INPUT DATA
--- START ---

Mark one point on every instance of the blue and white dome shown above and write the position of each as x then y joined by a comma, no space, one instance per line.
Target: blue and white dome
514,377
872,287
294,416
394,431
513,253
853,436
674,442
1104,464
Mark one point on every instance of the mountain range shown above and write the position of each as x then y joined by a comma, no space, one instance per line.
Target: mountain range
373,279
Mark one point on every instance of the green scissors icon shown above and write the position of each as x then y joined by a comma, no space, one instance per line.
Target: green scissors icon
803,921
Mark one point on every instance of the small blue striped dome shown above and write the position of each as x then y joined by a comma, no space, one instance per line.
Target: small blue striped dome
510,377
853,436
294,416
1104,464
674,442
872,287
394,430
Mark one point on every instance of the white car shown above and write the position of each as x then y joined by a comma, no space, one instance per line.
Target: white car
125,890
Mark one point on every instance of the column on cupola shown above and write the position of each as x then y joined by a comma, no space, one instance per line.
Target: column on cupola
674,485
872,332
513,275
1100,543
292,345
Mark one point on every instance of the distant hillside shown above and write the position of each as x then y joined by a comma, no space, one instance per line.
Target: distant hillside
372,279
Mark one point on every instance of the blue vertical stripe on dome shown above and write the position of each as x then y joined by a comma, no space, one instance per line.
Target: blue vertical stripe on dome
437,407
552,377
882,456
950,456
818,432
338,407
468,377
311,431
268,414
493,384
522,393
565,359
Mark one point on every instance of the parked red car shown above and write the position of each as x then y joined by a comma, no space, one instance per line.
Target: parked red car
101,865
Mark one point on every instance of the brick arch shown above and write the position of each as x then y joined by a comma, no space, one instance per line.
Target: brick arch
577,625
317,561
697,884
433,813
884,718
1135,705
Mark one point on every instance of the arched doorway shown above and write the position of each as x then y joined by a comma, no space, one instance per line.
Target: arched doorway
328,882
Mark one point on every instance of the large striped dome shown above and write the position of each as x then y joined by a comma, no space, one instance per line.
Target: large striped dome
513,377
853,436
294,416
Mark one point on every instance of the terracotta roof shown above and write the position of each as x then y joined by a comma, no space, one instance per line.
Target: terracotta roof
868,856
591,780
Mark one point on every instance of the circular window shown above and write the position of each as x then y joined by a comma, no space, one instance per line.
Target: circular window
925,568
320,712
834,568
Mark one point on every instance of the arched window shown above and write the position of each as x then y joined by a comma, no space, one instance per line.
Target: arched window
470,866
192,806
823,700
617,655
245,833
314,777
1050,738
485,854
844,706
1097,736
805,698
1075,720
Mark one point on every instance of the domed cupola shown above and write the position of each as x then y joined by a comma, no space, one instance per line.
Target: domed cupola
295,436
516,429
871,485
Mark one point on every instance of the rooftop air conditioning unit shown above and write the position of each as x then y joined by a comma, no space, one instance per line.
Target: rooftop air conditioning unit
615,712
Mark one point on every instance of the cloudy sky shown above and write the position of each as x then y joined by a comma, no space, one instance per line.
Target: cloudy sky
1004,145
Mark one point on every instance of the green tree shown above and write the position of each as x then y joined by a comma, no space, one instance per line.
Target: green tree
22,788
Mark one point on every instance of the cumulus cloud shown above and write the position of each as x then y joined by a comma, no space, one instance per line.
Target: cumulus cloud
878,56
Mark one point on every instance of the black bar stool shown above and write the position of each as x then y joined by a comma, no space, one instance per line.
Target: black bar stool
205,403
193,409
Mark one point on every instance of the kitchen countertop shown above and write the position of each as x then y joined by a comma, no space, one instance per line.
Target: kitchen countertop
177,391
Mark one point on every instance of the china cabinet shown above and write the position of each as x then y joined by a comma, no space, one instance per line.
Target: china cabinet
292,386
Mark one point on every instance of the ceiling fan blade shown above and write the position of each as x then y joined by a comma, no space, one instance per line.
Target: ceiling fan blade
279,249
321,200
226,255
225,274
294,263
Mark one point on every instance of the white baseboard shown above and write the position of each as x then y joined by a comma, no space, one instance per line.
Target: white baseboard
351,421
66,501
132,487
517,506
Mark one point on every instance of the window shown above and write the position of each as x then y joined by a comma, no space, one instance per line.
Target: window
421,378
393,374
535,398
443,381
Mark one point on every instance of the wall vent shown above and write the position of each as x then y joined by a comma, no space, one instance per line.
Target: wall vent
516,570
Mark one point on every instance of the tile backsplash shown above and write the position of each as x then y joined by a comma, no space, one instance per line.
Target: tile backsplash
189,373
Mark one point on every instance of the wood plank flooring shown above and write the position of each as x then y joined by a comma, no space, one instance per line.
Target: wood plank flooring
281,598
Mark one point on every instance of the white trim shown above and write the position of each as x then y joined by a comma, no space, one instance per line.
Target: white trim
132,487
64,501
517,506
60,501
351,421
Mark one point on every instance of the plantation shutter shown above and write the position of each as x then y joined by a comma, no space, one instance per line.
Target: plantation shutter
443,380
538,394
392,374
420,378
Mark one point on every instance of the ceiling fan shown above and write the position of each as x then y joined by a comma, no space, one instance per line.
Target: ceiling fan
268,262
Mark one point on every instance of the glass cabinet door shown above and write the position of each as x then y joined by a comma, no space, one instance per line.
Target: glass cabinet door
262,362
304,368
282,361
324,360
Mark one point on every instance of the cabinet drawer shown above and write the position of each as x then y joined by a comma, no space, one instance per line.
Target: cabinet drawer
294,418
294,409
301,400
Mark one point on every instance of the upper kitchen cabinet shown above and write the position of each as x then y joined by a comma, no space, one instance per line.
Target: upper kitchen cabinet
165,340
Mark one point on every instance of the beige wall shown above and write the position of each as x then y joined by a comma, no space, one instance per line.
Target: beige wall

--- END ---

EXERCISE OBJECTIVE
Write out again the lines starting at the one containing "Mark one point on every instance of the upper" and ending at the last of the lines, requests included. Raise each point coordinate in the answers by 71.

CORRECT ANSWER
Mark one point on every instance of the upper kitchen cabinet shown above and write the position of each as x then y joined by a comma, no space, one instance per line.
Target: upper kitchen cabinet
236,411
Mark one point on every instance of the beige wall shown above and write the position of each as x then y joined by a comma, no space, one instance per line.
Target: beige wall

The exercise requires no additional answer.